Work instructions:
(A) Using the Tribulation Force critique, decide whether each statement agrees with it, answering yes or no and quoting the words that settle it: (i) the imagined Christian scholar was commissioned for a three-year study; (ii) that scholar spent his first two years on a Mormon scholar's work; (iii) his findings draw directly on the New Testament.
(B) Extend the Tribulation Force critique, beginning right after its final sentence.

Document:
____

All of that would have sufficed to make this section of Tribulation Force unbearable, but it’s all overshadowed by the insulting ignorance of this supposed rabbi’s supposed scholarship, which makes a mockery of both Judaism and Christianity.

Imagine that a Christian scholar had been commissioned to conduct a three-year study on, let’s say, the essence of Jesus’ gospel in the New Testament.

Imagine then that this scholar appears before his fellow Christians to reveal his findings and begins by explaining that he had spent the first full year of his research examining the work of a Mormon scholar. And then as he introduces the various components of his findings, they turn out to all be based on the Book of Mormon without any reference to the New Testament except as it is viewed through the lens of that later book.

Imagine how that presentation would be received by Roman Catholic or Protestant or Orthodox audiences. Imagine how it would be received by those who hired him.

____

Labeling and segmentation listing:
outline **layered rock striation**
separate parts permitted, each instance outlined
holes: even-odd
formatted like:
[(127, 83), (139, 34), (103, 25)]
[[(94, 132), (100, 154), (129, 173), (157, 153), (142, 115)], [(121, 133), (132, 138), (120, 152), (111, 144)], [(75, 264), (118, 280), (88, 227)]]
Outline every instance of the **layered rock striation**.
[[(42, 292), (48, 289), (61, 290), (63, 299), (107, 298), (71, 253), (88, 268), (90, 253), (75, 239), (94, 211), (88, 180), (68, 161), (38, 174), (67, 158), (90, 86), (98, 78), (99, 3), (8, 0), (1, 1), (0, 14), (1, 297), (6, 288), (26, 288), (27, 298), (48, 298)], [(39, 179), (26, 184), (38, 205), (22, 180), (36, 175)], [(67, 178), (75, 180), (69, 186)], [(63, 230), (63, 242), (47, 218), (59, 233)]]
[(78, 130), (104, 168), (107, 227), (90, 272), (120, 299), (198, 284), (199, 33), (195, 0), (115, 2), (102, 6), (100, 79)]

____

The results:
(A)
(i) Yes: "commissioned to conduct a three-year study"
(ii) No: "spent the first full year of his research examining the work of a Mormon scholar"
(iii) No: "without any reference to the New Testament except as it is viewed through the lens of that later book"

(B)
That, more or less, seems to be how Ben-Judah’s aggressively un-Jewish broadcast would go over with his Jewish audience and with the Israeli government that paid him.

Consider, for example, what he regards as the crowning touch to his argument that Jesus is the Messiah — a piece of numerology taken from the book of Daniel:

“According to the greatest of all Hebrew prophets, Daniel, there would be exactly 483 years between the decree to rebuild the wall and the city of Jerusalem ‘in troublesome times’ before the Messiah would be cut off for the sins of the people.”

That is Tim LaHaye’s/Ben-Judah’s notion of a “literal” interpretation of these verses from Daniel 9:

Know therefore and understand: from the time that the word went out to restore and rebuild Jerusalem until the time of an anointed prince, there shall be seven weeks; and for sixty-two weeks it shall be built again with streets and moat, but in a troubled time. After the sixty-two weeks, an anointed one shall be cut off and shall have nothing, and the troops of the prince who is to come shall destroy the city and the sanctuary. Its end shall come with a flood, and to the end there shall be war. Desolations are decreed. He shall make a strong covenant with many for one week, and for half of the week he shall make sacrifice and offering cease; and in their place shall be an abomination that desolates, until the decreed end is poured out upon the desolator.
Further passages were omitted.